◆ Work order
Would you transcribe exactly the lines from the one containing "Place one keypoint on each instance of the player in black" to the last line of the data below, both ends included, but none of the pictures?

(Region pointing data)
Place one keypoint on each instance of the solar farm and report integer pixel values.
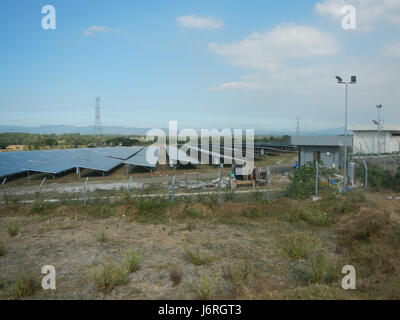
(56, 162)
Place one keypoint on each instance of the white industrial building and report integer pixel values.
(367, 139)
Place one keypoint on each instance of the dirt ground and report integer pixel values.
(198, 249)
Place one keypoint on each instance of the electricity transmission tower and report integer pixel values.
(97, 125)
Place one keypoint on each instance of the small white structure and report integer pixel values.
(367, 139)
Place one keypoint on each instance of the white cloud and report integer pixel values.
(392, 50)
(241, 85)
(371, 14)
(194, 21)
(269, 50)
(91, 31)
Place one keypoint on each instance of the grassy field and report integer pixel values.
(244, 248)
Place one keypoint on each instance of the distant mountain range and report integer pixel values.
(143, 131)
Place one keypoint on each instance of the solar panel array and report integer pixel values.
(57, 161)
(140, 158)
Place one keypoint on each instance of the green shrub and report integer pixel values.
(379, 179)
(323, 271)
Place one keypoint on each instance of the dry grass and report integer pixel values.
(243, 249)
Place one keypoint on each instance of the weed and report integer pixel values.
(314, 217)
(25, 285)
(322, 270)
(300, 245)
(2, 248)
(206, 286)
(109, 275)
(152, 211)
(175, 275)
(193, 213)
(13, 229)
(190, 226)
(133, 260)
(237, 276)
(351, 202)
(39, 207)
(196, 257)
(101, 236)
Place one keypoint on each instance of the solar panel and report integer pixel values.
(118, 152)
(175, 154)
(140, 158)
(57, 161)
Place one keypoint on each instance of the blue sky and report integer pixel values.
(226, 63)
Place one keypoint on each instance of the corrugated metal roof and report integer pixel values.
(331, 141)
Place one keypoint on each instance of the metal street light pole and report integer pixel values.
(340, 81)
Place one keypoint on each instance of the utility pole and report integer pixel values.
(97, 124)
(380, 130)
(297, 126)
(340, 81)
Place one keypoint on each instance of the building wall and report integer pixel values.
(307, 155)
(367, 142)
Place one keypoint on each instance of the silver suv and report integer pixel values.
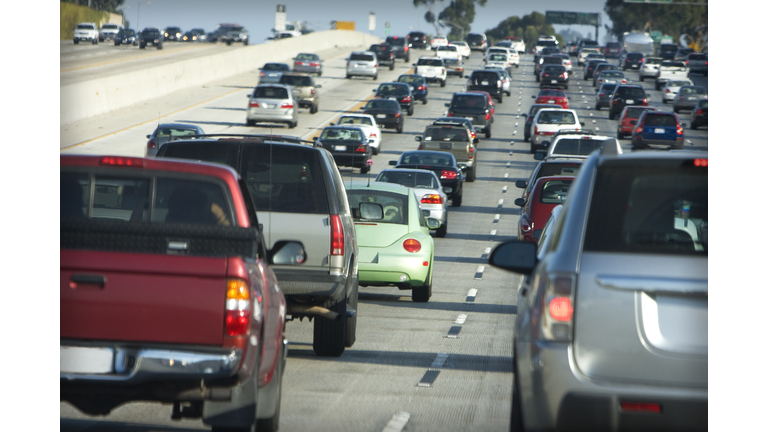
(299, 194)
(611, 332)
(363, 63)
(272, 103)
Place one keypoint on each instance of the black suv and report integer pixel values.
(474, 106)
(151, 36)
(400, 47)
(384, 54)
(417, 40)
(487, 80)
(625, 95)
(297, 187)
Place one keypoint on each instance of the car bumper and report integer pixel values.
(134, 364)
(555, 395)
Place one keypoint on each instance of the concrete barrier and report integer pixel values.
(100, 96)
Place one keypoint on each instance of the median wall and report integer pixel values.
(100, 96)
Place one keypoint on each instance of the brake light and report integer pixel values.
(432, 199)
(122, 161)
(337, 236)
(238, 308)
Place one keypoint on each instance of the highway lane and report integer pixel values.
(398, 341)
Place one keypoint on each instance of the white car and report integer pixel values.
(438, 41)
(548, 121)
(463, 47)
(671, 88)
(448, 51)
(367, 123)
(650, 67)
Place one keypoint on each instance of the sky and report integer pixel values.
(258, 17)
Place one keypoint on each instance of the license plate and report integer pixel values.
(86, 360)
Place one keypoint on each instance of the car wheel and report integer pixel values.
(423, 293)
(330, 335)
(443, 230)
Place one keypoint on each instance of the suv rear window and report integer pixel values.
(659, 206)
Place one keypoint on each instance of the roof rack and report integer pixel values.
(263, 137)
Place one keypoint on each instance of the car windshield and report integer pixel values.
(445, 133)
(556, 117)
(394, 205)
(659, 207)
(356, 120)
(270, 93)
(341, 135)
(410, 179)
(659, 120)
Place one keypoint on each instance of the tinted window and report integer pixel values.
(658, 207)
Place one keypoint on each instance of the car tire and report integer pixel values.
(329, 336)
(443, 230)
(423, 293)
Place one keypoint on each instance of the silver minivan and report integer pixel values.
(272, 103)
(363, 63)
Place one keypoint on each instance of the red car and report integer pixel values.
(548, 193)
(628, 119)
(552, 96)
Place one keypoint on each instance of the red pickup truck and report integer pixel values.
(166, 293)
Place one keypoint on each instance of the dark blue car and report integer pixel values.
(656, 128)
(418, 86)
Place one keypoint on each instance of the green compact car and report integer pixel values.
(394, 245)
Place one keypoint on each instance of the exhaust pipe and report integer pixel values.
(313, 310)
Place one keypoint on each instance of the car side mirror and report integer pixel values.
(287, 253)
(371, 211)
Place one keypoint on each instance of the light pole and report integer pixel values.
(138, 12)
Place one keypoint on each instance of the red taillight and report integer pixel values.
(641, 407)
(121, 161)
(561, 309)
(337, 236)
(238, 308)
(432, 199)
(412, 245)
(448, 175)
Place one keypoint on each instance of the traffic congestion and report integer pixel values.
(415, 234)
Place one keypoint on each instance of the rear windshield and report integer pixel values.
(395, 205)
(126, 197)
(430, 62)
(657, 207)
(361, 57)
(270, 93)
(556, 117)
(445, 133)
(410, 179)
(576, 146)
(554, 191)
(659, 120)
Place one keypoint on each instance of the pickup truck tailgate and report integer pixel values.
(178, 299)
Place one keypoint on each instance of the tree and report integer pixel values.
(669, 19)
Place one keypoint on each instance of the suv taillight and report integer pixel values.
(238, 308)
(337, 236)
(557, 307)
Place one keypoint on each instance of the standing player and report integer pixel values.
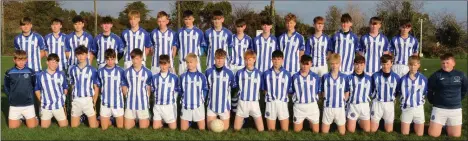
(106, 40)
(191, 40)
(346, 44)
(32, 43)
(374, 45)
(317, 46)
(264, 45)
(165, 42)
(55, 43)
(292, 44)
(216, 38)
(135, 37)
(403, 46)
(306, 89)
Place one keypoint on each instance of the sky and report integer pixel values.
(305, 10)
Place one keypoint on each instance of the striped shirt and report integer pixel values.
(264, 48)
(402, 49)
(305, 89)
(217, 40)
(190, 41)
(112, 80)
(83, 80)
(52, 88)
(192, 88)
(334, 90)
(291, 47)
(239, 46)
(219, 85)
(360, 89)
(163, 43)
(137, 97)
(73, 41)
(132, 40)
(165, 89)
(346, 45)
(32, 44)
(102, 43)
(412, 91)
(276, 85)
(373, 48)
(317, 49)
(249, 83)
(384, 88)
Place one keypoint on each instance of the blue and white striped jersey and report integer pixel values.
(32, 44)
(52, 88)
(306, 89)
(291, 46)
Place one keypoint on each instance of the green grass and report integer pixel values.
(248, 132)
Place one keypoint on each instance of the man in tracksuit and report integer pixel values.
(19, 88)
(447, 88)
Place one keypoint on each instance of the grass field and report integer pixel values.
(248, 133)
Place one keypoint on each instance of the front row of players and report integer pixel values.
(346, 98)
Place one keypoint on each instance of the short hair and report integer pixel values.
(20, 54)
(25, 20)
(162, 14)
(359, 59)
(277, 54)
(305, 59)
(447, 56)
(290, 17)
(53, 57)
(81, 49)
(319, 19)
(191, 56)
(109, 53)
(56, 20)
(267, 21)
(187, 13)
(346, 18)
(385, 58)
(249, 54)
(240, 22)
(78, 18)
(136, 52)
(164, 59)
(106, 20)
(133, 14)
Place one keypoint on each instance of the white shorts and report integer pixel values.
(309, 111)
(16, 112)
(320, 70)
(196, 114)
(136, 114)
(222, 116)
(83, 105)
(399, 69)
(167, 113)
(59, 114)
(128, 64)
(413, 114)
(449, 117)
(248, 108)
(276, 110)
(385, 110)
(183, 66)
(108, 112)
(358, 111)
(336, 115)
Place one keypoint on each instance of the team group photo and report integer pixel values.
(212, 70)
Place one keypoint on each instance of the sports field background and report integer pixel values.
(248, 132)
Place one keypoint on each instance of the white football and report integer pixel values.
(217, 125)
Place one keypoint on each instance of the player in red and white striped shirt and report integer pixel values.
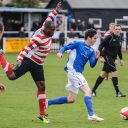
(31, 59)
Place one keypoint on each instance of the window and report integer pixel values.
(122, 22)
(97, 22)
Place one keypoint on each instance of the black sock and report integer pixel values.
(98, 82)
(115, 83)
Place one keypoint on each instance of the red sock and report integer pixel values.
(7, 67)
(41, 96)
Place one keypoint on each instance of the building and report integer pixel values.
(102, 12)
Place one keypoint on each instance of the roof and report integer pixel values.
(14, 9)
(100, 4)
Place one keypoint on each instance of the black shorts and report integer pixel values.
(109, 65)
(28, 65)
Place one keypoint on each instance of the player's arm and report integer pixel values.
(53, 13)
(93, 59)
(65, 48)
(120, 55)
(104, 43)
(32, 45)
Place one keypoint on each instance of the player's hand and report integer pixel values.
(58, 6)
(121, 62)
(116, 62)
(97, 53)
(2, 88)
(102, 60)
(59, 55)
(18, 63)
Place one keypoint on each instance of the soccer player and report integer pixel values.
(109, 49)
(80, 53)
(32, 58)
(108, 32)
(2, 87)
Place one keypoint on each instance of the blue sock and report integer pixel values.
(88, 102)
(60, 100)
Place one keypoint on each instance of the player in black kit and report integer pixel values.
(109, 49)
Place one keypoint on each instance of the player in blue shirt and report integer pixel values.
(80, 53)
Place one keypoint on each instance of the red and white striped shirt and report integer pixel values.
(40, 44)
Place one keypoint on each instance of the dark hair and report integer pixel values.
(118, 25)
(1, 27)
(90, 33)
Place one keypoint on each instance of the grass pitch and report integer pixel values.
(19, 107)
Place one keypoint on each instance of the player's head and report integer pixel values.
(49, 28)
(111, 27)
(1, 29)
(117, 29)
(90, 36)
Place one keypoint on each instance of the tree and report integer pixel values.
(26, 3)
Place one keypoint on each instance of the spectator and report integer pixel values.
(73, 24)
(90, 24)
(72, 34)
(21, 33)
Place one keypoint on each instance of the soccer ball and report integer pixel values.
(124, 113)
(2, 88)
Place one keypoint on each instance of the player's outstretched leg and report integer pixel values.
(89, 106)
(7, 67)
(41, 96)
(59, 100)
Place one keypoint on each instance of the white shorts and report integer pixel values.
(75, 81)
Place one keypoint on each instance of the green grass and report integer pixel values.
(19, 106)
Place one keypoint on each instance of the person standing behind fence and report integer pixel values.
(109, 48)
(21, 33)
(2, 87)
(31, 59)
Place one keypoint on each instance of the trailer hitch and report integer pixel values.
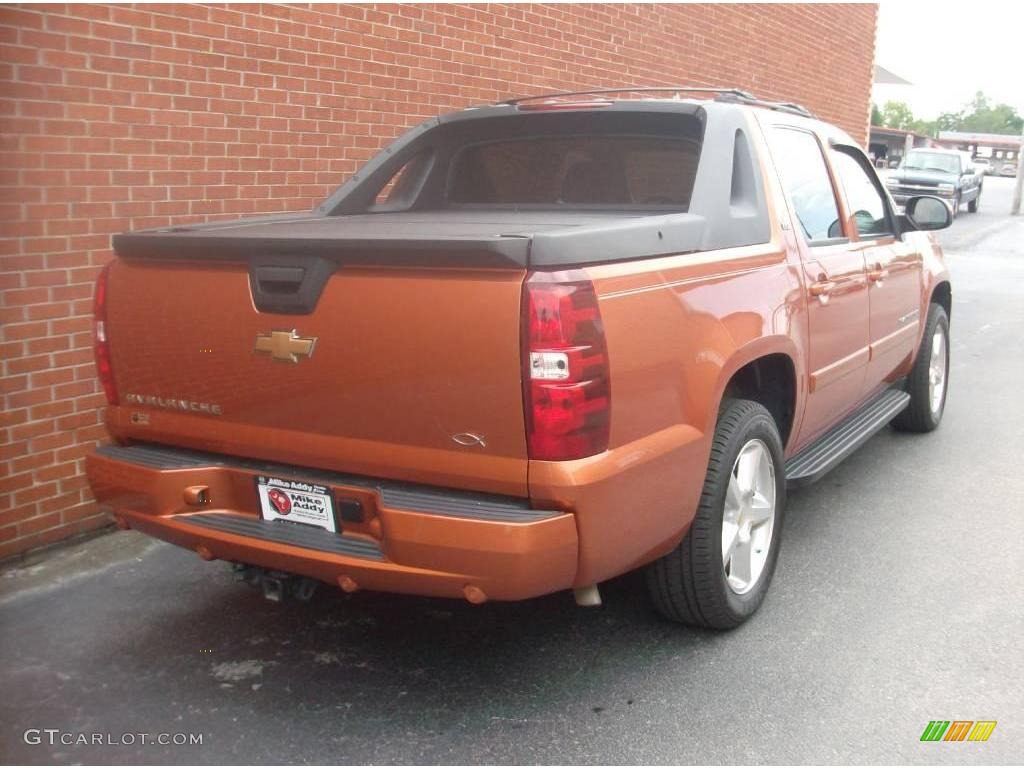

◆ Exercise solution
Place one keypoint on each instance of the player in black kit and report integer pixel values.
(109, 49)
Place one keypoint on each instance of the player in blue shirt and report integer pixel values.
(80, 53)
Place one keypoint on each instance of the red and white striped shirt and report integer pixel values.
(40, 44)
Place one keypoint on each instance of the dark hair and report integer pixel values.
(118, 25)
(1, 27)
(90, 33)
Place one keypoint on each instance of the grass pitch and report integer pixel values.
(19, 107)
Place one keypoint on each instance of the player's head and report integer pixel values.
(49, 28)
(111, 27)
(1, 29)
(117, 29)
(90, 36)
Place one keypoint on each instance of the tree and report integer pixel values.
(26, 3)
Place one keypoint on each instance of the spectator and report integer pixel values.
(73, 24)
(90, 24)
(72, 34)
(21, 33)
Place one keypoint on each instance of the soccer ball and report integer pixel values.
(124, 113)
(2, 88)
Place one keypoint on each instance of the player's outstretched leg and report integer pixel values.
(89, 106)
(7, 67)
(41, 96)
(59, 100)
Place one keypoint on each instance of the white shorts and report integer pixel values.
(75, 81)
Place one keypoint on each instance of the green grass and report integer pixel values.
(19, 106)
Place one keypoint on each instance of the person standing behind fence and report integer pixel values.
(109, 48)
(21, 33)
(2, 87)
(31, 59)
Place one keypoint on each instance of the trailer hitch and report integer pixel values.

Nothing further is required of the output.